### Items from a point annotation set
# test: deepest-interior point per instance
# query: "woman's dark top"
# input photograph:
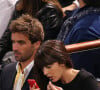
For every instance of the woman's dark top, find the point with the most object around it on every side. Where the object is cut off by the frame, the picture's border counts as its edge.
(65, 3)
(83, 81)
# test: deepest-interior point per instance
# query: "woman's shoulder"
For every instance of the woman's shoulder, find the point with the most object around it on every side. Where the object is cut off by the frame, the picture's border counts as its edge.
(83, 74)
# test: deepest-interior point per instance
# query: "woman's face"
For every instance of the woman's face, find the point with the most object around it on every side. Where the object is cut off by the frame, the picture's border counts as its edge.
(54, 71)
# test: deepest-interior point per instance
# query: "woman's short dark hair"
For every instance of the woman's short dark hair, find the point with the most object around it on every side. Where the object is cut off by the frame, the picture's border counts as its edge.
(95, 3)
(52, 51)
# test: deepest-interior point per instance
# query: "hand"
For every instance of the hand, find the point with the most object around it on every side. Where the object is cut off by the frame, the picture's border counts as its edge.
(53, 87)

### Exercise
Copy every item above word for word, leaving out the pictures.

### Result
# test: deepest-interior point per instance
# query: "woman's dark top"
# input photograph:
For every instance of the woman's dark top, find the point with the most object around it on every side. Where the object is cut off by the frame, the picture's border counts as its edge.
(65, 3)
(83, 81)
# test: deepest-interior point per instance
# query: "woman's shoulder"
For every instance of the woman's shoulder, find the point with the most object around it on every side. Where the object is cut off by the frame, the picture's border counts as its edge.
(83, 74)
# test: deepest-interior point per instance
# query: "woman's face"
For every instance of the woman's face, find the point with the most object around it on every side. Where the object is cut off by the frame, the picture's border counts as its edge.
(54, 71)
# test: deepest-interior point per instance
# query: "woman's short dark hair"
For every instance of the woman's short dark hair, find the point with the most object around it on every side. Where the object is cut off by the frame, the picture's border counts as its edge.
(95, 3)
(52, 51)
# test: deepest-interior point per instance
# query: "hand"
For every instance of the hand, find the point with the most object around it on every side. Where the object is cut off by the frame, the picture's border counts as its edge.
(53, 87)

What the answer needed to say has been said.